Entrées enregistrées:

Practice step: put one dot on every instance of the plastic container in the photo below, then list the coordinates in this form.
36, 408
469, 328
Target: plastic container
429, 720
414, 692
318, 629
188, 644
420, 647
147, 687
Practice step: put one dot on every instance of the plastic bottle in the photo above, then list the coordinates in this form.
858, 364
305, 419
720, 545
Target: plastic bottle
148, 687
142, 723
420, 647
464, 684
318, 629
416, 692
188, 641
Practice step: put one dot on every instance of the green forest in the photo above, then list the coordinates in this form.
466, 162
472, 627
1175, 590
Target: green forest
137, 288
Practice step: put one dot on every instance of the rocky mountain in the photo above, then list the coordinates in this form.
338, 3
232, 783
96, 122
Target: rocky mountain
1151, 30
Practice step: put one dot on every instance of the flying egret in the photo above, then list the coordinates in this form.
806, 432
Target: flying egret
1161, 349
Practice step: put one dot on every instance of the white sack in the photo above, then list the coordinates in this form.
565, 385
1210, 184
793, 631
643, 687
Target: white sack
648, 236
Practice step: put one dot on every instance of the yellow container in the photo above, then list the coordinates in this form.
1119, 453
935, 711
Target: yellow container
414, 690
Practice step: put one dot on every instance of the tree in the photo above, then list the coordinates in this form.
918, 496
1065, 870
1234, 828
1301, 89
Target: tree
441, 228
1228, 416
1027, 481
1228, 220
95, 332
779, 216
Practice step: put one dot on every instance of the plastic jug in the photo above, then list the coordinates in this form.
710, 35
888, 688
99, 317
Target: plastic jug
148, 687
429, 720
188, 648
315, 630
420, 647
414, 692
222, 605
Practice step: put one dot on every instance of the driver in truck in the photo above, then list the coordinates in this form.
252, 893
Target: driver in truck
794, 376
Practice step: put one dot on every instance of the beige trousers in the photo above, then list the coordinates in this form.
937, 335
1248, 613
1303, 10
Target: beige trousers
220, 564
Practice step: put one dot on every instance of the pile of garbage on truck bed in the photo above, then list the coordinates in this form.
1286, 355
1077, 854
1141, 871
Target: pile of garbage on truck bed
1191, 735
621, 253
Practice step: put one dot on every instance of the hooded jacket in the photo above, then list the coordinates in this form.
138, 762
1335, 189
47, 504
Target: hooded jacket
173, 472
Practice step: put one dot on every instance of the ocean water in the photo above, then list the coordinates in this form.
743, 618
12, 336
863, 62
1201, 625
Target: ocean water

- CONSIGNES DE L'EXERCICE:
Recopiez les lignes de toutes les entrées en remplaçant « Practice step » par « Exercise », sans rien modifier d'autre.

- RÉPONSE DE L'EXERCICE:
Exercise: put one dot on every instance of the plastic container in the photo below, then list the coordinates in this form.
36, 408
469, 328
Target: plastic container
429, 720
414, 692
318, 629
188, 644
420, 647
147, 687
Exercise: put one dot on every instance of the plastic bottle in the photo above, then list the coordinates in this form.
858, 364
305, 419
720, 545
Target: plastic bottle
148, 687
142, 723
420, 647
464, 684
318, 629
416, 692
188, 641
Exercise: put one dot on every instance of the green forest in the photo above, then list the coordinates in this form.
466, 162
472, 627
1175, 590
Target: green forest
137, 288
Exercise: put one dot on every instance of the rocky mountain in the photo above, then list the coordinates in this form.
338, 3
232, 783
96, 122
Target: rocky mountain
1151, 30
Exercise: put one dot on every instance of the flying egret in the photo above, then list the coordinates in this form.
806, 432
Target: flying egret
1161, 349
Exercise: put one dot on every instance of the white sack in the photo above, then list the coordinates in this form.
565, 385
1210, 184
793, 631
643, 687
Target: white sack
648, 236
Exercise: put one dot on every instance of the yellow container in the photo above, then list the coordinates in this form.
1119, 453
935, 711
Target: yellow container
414, 690
Exercise: put one dot on every instance of the tree in the photo above, then list the coordinates in this form.
918, 496
1065, 870
1234, 828
1301, 89
Target: tree
441, 228
1228, 416
1027, 481
1228, 220
95, 332
779, 216
Exercise: put one dot on every instance of the plastic jug in the photo above, then list the coordinates in this form.
710, 35
888, 688
99, 317
Target: plastic jug
148, 687
429, 720
188, 648
315, 630
420, 647
414, 692
222, 605
Exercise: put one dot on every instance of the driver in truck in the photo above, then list the coordinates in this form.
252, 893
Target: driver in truck
794, 376
Exercise: put one dot on every instance of the beige trousers in the photo above, then list the coordinates in this form.
937, 335
1248, 613
1303, 10
Target: beige trousers
220, 564
Exercise: put one dot on every instance of the pile of garbage on truck bed in the photo above, then list the coordinates in this form.
1286, 355
1077, 854
1141, 871
Target: pile of garbage on truck bed
1191, 735
621, 253
Exercise: put one dot on every instance of the hooded jacket in the photo above, then list the coordinates in this form.
138, 762
1335, 189
47, 504
Target: hooded jacket
173, 472
Exercise: put one dot on every instance of the ocean water in the photo above, then list the coordinates in this form.
743, 618
12, 336
863, 62
1201, 625
Target: ocean water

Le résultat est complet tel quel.